-- start RECORDS TO PROCESS --
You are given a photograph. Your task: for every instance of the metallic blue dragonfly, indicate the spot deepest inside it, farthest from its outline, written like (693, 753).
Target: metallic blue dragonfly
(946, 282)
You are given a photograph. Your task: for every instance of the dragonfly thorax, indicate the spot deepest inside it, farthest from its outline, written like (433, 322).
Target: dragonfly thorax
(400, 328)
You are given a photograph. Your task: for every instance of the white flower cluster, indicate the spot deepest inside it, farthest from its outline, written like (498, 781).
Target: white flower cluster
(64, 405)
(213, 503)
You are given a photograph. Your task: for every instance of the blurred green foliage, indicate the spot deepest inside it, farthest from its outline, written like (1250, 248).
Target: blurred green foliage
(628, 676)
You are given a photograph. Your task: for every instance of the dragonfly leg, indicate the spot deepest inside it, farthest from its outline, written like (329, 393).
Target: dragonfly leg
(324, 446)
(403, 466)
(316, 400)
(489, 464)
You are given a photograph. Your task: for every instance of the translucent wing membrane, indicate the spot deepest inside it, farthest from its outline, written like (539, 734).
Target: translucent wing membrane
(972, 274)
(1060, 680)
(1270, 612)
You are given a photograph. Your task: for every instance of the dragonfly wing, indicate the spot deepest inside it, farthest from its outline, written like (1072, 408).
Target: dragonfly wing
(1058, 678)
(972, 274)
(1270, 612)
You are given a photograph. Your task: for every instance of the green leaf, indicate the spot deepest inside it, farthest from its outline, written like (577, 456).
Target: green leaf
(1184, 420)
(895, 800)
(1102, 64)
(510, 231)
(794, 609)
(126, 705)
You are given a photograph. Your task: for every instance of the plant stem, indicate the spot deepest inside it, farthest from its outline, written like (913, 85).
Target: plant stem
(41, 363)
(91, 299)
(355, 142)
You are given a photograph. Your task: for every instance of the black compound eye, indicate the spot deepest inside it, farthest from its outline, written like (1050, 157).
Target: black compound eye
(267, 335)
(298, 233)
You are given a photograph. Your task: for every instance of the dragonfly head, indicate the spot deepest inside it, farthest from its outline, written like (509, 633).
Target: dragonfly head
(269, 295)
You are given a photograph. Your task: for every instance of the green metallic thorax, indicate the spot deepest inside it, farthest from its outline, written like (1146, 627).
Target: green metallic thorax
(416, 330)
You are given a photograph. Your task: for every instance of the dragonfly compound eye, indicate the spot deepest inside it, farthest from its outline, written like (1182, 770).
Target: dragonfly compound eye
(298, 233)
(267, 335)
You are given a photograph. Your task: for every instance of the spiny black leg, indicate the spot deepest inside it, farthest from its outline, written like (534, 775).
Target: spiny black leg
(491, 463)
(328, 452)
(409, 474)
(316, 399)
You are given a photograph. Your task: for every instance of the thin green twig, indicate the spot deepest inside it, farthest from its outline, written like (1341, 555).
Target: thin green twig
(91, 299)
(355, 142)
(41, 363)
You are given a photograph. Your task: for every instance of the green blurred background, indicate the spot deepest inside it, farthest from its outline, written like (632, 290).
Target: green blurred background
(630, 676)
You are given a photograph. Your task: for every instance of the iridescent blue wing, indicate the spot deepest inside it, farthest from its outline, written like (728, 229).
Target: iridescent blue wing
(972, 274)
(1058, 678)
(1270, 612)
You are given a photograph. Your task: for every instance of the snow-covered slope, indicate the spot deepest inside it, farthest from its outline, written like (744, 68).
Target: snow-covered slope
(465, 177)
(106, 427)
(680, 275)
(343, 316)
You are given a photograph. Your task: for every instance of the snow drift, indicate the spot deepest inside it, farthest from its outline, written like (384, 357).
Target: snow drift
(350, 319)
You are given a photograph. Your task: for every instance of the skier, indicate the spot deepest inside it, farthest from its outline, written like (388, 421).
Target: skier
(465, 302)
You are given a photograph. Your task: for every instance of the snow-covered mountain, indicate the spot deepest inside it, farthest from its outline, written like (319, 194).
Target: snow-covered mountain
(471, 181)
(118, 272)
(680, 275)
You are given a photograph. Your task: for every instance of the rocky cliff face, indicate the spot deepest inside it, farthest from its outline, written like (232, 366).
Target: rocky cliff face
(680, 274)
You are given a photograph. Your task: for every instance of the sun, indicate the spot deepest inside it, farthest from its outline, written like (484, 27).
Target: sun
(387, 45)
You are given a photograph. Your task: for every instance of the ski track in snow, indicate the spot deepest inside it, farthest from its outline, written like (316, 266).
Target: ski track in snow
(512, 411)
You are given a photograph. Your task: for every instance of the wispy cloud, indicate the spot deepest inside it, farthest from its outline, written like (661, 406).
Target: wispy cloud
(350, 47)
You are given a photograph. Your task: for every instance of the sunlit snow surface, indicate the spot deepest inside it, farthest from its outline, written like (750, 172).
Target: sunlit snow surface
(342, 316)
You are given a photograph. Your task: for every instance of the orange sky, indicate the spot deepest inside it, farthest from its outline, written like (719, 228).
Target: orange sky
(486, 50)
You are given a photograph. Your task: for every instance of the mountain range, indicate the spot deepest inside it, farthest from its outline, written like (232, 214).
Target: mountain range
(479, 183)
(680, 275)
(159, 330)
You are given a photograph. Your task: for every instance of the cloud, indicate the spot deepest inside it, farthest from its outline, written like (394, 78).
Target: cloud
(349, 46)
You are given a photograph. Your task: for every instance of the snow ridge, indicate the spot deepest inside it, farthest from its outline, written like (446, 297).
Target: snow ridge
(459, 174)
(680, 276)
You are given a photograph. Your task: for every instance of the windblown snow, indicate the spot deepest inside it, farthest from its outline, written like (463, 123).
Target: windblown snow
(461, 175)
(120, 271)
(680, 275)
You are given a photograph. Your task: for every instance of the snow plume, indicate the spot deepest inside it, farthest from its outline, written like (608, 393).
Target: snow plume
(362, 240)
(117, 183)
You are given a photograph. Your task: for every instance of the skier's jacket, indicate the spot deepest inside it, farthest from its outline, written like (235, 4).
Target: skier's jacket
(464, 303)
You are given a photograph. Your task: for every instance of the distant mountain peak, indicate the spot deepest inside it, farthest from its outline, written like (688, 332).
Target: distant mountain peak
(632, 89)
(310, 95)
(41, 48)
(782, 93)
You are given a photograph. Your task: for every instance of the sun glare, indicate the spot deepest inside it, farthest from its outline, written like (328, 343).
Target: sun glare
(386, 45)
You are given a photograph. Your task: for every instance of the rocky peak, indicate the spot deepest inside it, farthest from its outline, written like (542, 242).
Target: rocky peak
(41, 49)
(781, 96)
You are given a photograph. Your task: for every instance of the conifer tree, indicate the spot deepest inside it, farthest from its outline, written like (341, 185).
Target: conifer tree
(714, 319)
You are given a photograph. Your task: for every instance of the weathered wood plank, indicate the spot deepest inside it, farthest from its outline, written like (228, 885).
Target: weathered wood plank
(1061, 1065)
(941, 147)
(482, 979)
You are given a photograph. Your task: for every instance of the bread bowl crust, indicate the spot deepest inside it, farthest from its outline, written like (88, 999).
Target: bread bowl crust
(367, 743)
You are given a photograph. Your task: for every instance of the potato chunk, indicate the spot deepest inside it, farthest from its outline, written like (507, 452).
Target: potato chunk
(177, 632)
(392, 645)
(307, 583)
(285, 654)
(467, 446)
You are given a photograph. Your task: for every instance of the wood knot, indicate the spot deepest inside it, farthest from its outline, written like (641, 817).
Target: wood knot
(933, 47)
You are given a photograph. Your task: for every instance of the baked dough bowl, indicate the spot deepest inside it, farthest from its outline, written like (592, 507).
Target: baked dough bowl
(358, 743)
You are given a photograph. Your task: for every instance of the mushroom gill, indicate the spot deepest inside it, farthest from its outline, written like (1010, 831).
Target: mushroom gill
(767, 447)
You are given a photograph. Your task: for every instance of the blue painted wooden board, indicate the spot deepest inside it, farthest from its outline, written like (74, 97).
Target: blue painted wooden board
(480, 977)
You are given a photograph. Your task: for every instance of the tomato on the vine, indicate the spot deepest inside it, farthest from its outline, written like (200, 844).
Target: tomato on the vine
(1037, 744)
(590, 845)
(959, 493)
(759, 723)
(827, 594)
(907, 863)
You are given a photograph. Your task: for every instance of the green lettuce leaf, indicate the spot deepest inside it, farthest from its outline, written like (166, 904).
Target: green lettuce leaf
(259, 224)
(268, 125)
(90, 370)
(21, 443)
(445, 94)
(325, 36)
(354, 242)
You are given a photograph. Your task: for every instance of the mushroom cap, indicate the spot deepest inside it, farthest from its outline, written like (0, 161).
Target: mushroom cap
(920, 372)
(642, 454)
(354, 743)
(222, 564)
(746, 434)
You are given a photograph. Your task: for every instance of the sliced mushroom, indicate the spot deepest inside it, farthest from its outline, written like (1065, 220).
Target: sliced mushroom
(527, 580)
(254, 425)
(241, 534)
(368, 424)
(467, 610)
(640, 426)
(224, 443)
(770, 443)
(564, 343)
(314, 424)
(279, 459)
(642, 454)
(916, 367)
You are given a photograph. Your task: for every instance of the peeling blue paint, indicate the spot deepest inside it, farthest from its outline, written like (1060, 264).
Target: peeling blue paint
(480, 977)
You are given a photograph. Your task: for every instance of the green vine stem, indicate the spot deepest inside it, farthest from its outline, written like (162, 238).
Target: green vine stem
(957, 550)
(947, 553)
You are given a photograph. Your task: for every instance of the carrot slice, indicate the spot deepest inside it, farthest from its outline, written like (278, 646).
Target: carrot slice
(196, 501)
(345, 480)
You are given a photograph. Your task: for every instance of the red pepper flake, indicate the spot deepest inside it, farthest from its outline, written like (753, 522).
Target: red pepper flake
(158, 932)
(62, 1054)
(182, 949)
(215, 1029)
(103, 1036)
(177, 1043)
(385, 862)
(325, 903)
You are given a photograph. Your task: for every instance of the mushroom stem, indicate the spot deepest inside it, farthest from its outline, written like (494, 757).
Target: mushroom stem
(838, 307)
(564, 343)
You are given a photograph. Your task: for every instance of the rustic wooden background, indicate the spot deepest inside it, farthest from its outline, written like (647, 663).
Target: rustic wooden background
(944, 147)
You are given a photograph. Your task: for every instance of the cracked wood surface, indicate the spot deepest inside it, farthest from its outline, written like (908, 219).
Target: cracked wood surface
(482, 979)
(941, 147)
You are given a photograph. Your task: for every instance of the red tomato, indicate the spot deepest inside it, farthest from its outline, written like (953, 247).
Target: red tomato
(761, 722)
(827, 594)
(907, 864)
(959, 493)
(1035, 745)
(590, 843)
-- end RECORDS TO PROCESS --
- **EXERCISE BRIEF**:
Copy each line exactly, from the line containing "like (1060, 264)." down to the last line of the material, and no other lines.

- **EXERCISE SOLUTION**:
You are given a photograph. Your task: for every instance of the peeling blue paint, indicate the spot deepest inside it, farthest from its outline, written like (1060, 264).
Target: peeling blue paint
(480, 977)
You are given a photograph. Your task: for every instance of the green vine stem, indicate the spot deepest inside it, farthest from its outline, written like (162, 238).
Target: green vine stem
(957, 550)
(947, 553)
You are given a photograph. Your task: for every instance of the carrot slice, indicate the spot deepest inside it, farthest from its outline, written like (278, 646).
Target: carrot slice
(196, 501)
(345, 480)
You are given a photograph. Your task: for every instance of the red pepper flake, indicate the spot deepest inside it, farthest from its outline, written like (753, 522).
Target: red pepper flake
(158, 932)
(62, 1054)
(182, 949)
(215, 1029)
(103, 1036)
(177, 1043)
(385, 862)
(325, 903)
You are given a photograph. Your task: for every instance of the mushroom stem, indicate the spot deepest inside it, farthest from its outline, written like (494, 757).
Target: mushroom stem
(838, 307)
(564, 343)
You are given a photograph. Your task: for every instance of the rustic wooden background, indicate the spot deepest inside it, farthest from its outline, written like (647, 663).
Target: rustic wooden background
(944, 147)
You are given a photograph. Your task: for every instance of the cracked wood surface, indicate the spot deepest inside it, farthest from its outline, written like (908, 219).
Target: cracked wood surface
(482, 979)
(941, 147)
You are given a photograph. Your task: for every instance of the red tomato, indicate the spot deepest inside it, farthest from its outline, written like (953, 247).
Target: red tomato
(761, 722)
(827, 594)
(907, 864)
(959, 493)
(1035, 745)
(590, 843)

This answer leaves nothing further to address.